Your objective = Give the data as a Markdown table with the columns Row and Entry, putting each line's number under Row and the line itself under Entry, and skip any blank lines. Begin at the first line of the data and stop after the line that contains "[283,794,325,880]".

Records for the exercise =
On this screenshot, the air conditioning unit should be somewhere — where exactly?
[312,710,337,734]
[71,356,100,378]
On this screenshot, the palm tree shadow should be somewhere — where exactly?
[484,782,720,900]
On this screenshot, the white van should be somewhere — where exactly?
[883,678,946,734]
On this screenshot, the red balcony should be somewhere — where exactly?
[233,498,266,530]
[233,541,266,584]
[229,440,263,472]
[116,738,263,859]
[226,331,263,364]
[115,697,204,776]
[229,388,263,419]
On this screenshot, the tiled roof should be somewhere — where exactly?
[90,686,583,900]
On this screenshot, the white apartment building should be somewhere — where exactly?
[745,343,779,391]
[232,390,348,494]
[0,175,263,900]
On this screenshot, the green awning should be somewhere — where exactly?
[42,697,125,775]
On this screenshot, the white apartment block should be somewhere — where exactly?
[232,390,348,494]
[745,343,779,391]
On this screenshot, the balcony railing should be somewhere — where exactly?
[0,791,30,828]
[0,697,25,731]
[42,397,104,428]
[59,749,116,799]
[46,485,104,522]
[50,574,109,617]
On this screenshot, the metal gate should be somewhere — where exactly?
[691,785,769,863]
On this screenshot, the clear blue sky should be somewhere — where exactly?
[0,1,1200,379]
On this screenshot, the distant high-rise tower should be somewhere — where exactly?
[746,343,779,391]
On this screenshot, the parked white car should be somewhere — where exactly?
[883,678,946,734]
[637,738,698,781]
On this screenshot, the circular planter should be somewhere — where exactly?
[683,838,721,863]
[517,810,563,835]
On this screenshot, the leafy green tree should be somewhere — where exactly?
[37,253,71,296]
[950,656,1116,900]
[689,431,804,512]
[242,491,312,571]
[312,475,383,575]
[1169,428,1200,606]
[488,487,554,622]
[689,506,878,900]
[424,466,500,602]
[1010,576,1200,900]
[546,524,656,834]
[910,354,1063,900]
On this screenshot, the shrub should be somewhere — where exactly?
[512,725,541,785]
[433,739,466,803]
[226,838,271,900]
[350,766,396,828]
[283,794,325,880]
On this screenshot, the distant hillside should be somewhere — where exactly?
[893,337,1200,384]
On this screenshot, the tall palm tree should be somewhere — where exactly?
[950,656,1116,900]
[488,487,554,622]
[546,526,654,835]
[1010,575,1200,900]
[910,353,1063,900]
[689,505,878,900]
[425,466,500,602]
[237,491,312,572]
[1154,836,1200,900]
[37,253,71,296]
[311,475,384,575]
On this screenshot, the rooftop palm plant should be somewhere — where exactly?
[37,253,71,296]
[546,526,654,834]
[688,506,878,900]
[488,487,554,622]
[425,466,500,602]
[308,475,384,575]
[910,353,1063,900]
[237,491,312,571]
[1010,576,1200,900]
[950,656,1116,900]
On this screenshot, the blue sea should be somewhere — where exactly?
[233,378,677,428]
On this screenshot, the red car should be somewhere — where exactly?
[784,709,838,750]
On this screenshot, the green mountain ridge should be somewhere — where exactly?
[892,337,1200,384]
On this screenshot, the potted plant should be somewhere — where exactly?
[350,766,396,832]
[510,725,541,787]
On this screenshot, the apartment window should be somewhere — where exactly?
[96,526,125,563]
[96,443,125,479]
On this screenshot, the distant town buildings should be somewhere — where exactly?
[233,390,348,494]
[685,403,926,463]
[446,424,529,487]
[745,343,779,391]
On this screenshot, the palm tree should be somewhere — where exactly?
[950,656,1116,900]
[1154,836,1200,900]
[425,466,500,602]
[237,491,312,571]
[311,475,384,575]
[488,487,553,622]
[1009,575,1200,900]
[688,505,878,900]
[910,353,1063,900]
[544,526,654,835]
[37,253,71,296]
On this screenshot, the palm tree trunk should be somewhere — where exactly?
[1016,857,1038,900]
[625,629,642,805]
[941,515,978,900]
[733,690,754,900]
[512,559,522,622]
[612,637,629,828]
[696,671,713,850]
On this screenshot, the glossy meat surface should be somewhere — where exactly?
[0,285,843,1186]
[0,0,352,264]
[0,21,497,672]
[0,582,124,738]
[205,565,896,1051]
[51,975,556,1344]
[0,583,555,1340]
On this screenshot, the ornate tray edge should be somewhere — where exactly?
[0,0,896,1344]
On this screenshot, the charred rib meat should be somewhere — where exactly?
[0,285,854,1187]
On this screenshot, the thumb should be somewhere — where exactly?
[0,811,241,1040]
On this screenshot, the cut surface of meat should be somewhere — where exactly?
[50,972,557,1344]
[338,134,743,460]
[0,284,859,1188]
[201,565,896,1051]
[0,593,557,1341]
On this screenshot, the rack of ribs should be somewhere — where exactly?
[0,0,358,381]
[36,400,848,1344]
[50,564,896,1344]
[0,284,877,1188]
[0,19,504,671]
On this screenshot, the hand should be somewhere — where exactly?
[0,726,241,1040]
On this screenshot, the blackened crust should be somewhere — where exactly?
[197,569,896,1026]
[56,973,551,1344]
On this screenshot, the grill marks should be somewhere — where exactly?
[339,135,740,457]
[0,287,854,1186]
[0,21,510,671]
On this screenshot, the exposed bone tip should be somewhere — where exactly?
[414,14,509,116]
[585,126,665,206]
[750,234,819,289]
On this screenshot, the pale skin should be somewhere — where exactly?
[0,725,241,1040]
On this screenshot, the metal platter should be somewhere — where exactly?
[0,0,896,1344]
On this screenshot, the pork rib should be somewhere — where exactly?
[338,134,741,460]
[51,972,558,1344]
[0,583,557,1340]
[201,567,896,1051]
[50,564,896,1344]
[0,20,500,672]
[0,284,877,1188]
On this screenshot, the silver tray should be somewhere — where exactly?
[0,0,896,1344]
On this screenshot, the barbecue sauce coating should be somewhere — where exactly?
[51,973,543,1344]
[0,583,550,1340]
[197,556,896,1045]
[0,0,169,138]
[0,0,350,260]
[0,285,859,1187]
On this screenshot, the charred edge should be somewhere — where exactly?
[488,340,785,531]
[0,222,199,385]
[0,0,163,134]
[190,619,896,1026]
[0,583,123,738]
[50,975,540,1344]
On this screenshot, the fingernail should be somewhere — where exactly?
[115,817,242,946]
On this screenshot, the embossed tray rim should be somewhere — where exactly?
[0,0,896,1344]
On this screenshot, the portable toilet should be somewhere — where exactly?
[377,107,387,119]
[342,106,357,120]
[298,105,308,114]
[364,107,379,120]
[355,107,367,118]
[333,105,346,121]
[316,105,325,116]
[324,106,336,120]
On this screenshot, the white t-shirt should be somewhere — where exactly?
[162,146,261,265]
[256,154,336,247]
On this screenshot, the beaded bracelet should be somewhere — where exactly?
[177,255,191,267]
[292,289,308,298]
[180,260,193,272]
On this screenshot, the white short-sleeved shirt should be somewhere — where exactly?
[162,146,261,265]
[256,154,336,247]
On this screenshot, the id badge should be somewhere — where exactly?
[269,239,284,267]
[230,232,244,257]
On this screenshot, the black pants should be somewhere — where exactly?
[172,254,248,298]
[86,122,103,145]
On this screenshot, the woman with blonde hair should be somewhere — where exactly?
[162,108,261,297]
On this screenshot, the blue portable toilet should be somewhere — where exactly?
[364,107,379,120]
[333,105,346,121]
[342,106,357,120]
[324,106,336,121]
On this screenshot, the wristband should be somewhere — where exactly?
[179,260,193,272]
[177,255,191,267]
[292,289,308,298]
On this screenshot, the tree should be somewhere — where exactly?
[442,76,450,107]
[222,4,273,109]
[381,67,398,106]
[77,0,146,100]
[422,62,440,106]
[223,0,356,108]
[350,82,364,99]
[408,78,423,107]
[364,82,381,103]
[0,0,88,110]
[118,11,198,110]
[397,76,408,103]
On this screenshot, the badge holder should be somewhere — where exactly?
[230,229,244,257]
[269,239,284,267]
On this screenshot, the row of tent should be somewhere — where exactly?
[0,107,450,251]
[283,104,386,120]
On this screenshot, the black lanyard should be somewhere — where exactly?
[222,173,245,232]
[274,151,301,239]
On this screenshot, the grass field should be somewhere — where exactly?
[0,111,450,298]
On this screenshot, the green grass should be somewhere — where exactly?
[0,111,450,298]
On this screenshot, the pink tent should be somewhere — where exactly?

Complete response =
| Row | Entry |
|---|---|
| 1 | On this screenshot, the air conditioning unit should be somewhere — where exactly? |
| 2 | [312,710,337,734] |
| 3 | [71,356,100,378] |
| 4 | On this screenshot, the palm tree shadow should be somewhere — where exactly? |
| 5 | [484,782,720,900] |
| 6 | On this screenshot, the white van should be somewhere — where exactly? |
| 7 | [883,678,946,734] |
| 8 | On this screenshot, the red balcony should be somewhere — where exactly? |
| 9 | [233,498,266,530] |
| 10 | [233,541,266,584] |
| 11 | [229,440,263,472] |
| 12 | [116,738,263,859] |
| 13 | [226,331,263,364] |
| 14 | [115,697,204,776] |
| 15 | [229,388,263,419] |
| 16 | On this screenshot, the tiled roof should be somewhere — where exactly? |
| 17 | [90,686,583,900] |
| 18 | On this screenshot, the white apartment building should be somewhere — where exactly? |
| 19 | [745,343,779,391] |
| 20 | [232,390,348,494] |
| 21 | [0,175,263,900] |
| 22 | On this screenshot, the green awning should be somewhere — where exactly? |
| 23 | [42,697,125,775] |
| 24 | On this screenshot, the white apartment block should be somewhere — where exactly? |
| 25 | [232,390,348,494] |
| 26 | [745,343,779,391] |
| 27 | On this screenshot, the balcony railing should be somewhere — where exactly? |
| 28 | [0,791,30,828] |
| 29 | [0,697,25,731] |
| 30 | [42,397,104,428] |
| 31 | [59,749,116,799] |
| 32 | [46,485,104,522] |
| 33 | [50,574,109,617] |
| 34 | On this screenshot, the metal gate should be somewhere — where exactly? |
| 35 | [691,785,769,863] |
| 36 | On this screenshot, the clear blue sky should be somewhere — where exactly? |
| 37 | [0,1,1200,379] |
| 38 | On this screenshot, the distant high-rise tower should be somewhere — where exactly? |
| 39 | [746,343,779,391] |
| 40 | On this screenshot, the parked white car should be somewhere — where exactly? |
| 41 | [883,678,946,734] |
| 42 | [637,738,698,781] |
| 43 | On this screenshot, the circular planter should be somewhere — where exactly? |
| 44 | [683,838,721,863] |
| 45 | [517,810,563,835] |
| 46 | On this screenshot, the leafy green tree should be somewhere — where exactly? |
| 47 | [37,253,71,296] |
| 48 | [950,656,1116,900] |
| 49 | [689,431,804,512] |
| 50 | [242,491,312,571] |
| 51 | [312,475,383,575] |
| 52 | [1169,428,1200,606] |
| 53 | [488,487,554,622] |
| 54 | [689,506,878,900] |
| 55 | [424,466,500,602] |
| 56 | [1010,576,1200,900] |
| 57 | [546,524,656,834] |
| 58 | [910,354,1063,900] |
| 59 | On this screenshot, the shrub should be somewhere — where exactly? |
| 60 | [512,725,541,785] |
| 61 | [433,739,466,803] |
| 62 | [226,838,271,900] |
| 63 | [350,766,396,828] |
| 64 | [283,794,325,880] |